→ **EXERCISE INSTRUCTIONS**
**a)** In the passage on the Middle School study trips, where did Grade 6 go to explore geology and geography?
**b)** Proceed with the passage on the Middle School study trips from where it stops.

→ **SUPPLIED TEXT**
******

“It was a life-changing, one-of-a-kind experience for my child.” I have heard this from dozens of WES parents in the past few days as our Dragons have slowly started to return from the Middle School study trips.
These trips–much more expansive than any field trips during my own academic career–are the pinnacle of our program. After years of building their critical-thinking, executive functioning, and language skills, our students travel to Utah, Italy, France, and Spain–without their parents–to put a broader and richer perspective on everything they have learned during their time with us. They begin to truly understand that “you don’t know what you don’t know” and that in every instance of putting yourself out there, you are learning about the ignorance that you never even knew you had. Our students reflect deeply on how they view the world around them, as well as their place in it.
Grade 6 just returned from exploring geology and geography in Southwest Utah and roughly half of Grade 8 just got back from testing their language skills and experiencing the culture of Spain. While we are still awaiting the return of the teams from France and Italy, I am already hearing about the great learning that is taking place.
Here are just a few of their reflections:
- Grade 7 saw the international power of play during a pick-up game of soccer with the locals in Rome.
- Grade 6 students learned what it meant to trust one another as they engaged in a blindfolded hike to admire the view at Bryce Canyon.
- Grade 6 also reflected on respect and compassion when they wore masks to visit Native communities that had previously suffered greatly from COVID outbreaks.

******

→ **Data taken from a collection**
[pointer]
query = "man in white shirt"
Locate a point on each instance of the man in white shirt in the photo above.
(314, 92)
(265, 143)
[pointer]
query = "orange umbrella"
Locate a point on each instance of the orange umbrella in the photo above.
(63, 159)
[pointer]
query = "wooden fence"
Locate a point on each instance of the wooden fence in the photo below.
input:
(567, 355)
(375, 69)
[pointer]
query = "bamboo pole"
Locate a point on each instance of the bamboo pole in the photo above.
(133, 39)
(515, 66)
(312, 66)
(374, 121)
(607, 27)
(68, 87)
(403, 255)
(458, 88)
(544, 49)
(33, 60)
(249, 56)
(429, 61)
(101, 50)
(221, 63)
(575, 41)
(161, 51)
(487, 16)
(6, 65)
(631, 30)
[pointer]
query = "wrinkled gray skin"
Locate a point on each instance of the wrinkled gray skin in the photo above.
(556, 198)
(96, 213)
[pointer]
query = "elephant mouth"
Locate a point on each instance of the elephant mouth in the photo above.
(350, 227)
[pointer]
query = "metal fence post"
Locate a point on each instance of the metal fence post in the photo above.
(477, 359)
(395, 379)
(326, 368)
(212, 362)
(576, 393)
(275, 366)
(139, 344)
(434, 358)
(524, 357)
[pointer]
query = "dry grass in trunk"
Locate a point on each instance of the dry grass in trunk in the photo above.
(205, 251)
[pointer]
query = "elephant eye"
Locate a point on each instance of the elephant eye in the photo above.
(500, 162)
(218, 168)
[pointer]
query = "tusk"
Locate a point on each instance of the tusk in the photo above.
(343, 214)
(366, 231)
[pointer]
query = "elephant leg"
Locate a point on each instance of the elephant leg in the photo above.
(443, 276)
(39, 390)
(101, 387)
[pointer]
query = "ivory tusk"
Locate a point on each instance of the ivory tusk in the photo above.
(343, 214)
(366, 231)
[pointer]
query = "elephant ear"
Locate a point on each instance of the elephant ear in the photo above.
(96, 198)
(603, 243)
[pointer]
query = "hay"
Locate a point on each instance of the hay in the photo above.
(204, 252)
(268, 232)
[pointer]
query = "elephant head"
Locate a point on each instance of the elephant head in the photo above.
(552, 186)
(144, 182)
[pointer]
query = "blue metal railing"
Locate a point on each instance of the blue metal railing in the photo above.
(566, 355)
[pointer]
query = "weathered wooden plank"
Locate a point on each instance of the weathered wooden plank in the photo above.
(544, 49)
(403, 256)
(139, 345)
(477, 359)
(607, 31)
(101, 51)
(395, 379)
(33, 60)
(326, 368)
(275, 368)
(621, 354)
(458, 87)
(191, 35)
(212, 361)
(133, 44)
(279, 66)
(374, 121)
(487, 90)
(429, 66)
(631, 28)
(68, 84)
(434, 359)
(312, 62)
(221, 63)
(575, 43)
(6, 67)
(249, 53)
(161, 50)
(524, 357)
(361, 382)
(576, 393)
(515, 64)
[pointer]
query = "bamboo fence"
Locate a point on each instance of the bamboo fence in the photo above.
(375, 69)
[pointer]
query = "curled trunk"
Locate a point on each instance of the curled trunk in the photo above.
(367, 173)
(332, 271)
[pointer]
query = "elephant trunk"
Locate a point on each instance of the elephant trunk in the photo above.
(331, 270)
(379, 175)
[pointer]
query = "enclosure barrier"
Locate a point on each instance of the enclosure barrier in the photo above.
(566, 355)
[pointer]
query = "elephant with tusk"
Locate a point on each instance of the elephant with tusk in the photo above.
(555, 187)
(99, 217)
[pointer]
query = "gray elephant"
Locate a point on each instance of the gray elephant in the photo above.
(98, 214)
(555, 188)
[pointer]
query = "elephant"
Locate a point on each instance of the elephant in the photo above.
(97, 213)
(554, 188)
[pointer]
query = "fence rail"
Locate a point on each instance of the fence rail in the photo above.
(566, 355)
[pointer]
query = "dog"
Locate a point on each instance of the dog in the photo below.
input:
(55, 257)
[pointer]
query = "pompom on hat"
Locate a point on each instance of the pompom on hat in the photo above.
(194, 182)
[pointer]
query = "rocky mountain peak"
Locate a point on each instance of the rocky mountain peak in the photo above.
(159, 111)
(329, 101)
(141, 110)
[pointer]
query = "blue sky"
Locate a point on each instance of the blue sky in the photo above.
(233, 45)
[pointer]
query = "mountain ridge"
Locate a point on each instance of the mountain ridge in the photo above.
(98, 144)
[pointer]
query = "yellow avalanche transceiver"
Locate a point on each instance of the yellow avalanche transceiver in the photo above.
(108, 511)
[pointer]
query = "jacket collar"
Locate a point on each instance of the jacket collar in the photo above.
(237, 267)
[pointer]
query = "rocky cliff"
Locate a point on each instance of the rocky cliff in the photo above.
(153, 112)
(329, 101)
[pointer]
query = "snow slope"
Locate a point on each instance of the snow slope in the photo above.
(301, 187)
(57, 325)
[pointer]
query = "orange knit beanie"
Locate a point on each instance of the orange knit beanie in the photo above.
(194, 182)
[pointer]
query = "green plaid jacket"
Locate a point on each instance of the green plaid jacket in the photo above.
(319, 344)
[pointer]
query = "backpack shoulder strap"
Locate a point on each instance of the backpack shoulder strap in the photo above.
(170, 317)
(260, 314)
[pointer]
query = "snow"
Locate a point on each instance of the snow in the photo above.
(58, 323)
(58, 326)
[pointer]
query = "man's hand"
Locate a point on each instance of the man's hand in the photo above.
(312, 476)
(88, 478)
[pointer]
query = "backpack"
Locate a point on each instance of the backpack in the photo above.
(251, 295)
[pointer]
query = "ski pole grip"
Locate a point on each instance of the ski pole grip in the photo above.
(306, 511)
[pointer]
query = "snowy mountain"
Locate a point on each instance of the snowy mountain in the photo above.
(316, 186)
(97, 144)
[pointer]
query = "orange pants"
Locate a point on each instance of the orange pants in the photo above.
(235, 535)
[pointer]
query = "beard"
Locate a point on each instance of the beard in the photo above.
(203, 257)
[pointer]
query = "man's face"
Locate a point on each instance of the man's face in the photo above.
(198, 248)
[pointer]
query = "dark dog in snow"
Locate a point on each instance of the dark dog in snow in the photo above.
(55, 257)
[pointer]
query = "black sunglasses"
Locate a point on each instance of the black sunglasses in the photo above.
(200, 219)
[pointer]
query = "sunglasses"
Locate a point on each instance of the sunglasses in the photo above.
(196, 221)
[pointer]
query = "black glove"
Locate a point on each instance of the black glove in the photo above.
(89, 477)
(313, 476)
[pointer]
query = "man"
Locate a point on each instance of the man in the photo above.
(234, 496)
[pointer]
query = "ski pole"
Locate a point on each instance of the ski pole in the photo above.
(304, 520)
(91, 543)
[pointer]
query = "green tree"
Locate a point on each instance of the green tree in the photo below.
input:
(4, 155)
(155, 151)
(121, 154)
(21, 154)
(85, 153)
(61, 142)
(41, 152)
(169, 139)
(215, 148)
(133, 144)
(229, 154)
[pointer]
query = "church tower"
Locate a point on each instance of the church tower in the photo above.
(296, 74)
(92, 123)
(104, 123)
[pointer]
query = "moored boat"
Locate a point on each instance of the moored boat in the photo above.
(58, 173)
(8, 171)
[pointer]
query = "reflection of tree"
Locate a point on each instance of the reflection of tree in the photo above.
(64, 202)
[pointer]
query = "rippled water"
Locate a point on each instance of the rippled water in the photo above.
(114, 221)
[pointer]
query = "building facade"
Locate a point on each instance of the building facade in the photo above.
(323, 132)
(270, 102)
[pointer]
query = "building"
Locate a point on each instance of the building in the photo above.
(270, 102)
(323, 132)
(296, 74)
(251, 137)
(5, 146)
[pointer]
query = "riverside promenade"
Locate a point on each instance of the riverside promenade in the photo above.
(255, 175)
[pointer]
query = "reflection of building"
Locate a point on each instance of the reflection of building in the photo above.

******

→ **ANSWER SECTION**
**a)** Southwest Utah.

**b)**
- Our Grade 8 Spanish students dressed in their finest to attend the Corral De La Moreria, a famous flamenco show that draws Hollywood celebrities and other notables. They displayed excellent maturity as audience members.
- Our Grade 8 Spanish students also wandered the El Rastro, a famous marketplace with over 1,000 vendors selling everything from antiques to clothing to souvenirs. We trusted them to wander independently, be responsible about the group meeting time, and to make safe decisions.
- Our Grade 8 French students explored students’ familial connections. One student’s great grandfather was among the 200,000 people deported from Vichy, France, to the Nazi concentration camps during World War II. They visited the Memorial des Martyrs de la Deportation, which honors those lives. They also toured the grounds of the Lu Val de Richer estate, which belongs to the family of another student.
- Our Grade 8 French students also proved they can flourish in a multitude of environments, as they navigated the faster-paced urban culture of Paris to the calm, quiet, and relaxing feel of the rural countrysides in Northern France.
I can’t wait to hear even more as the rest of our students return home!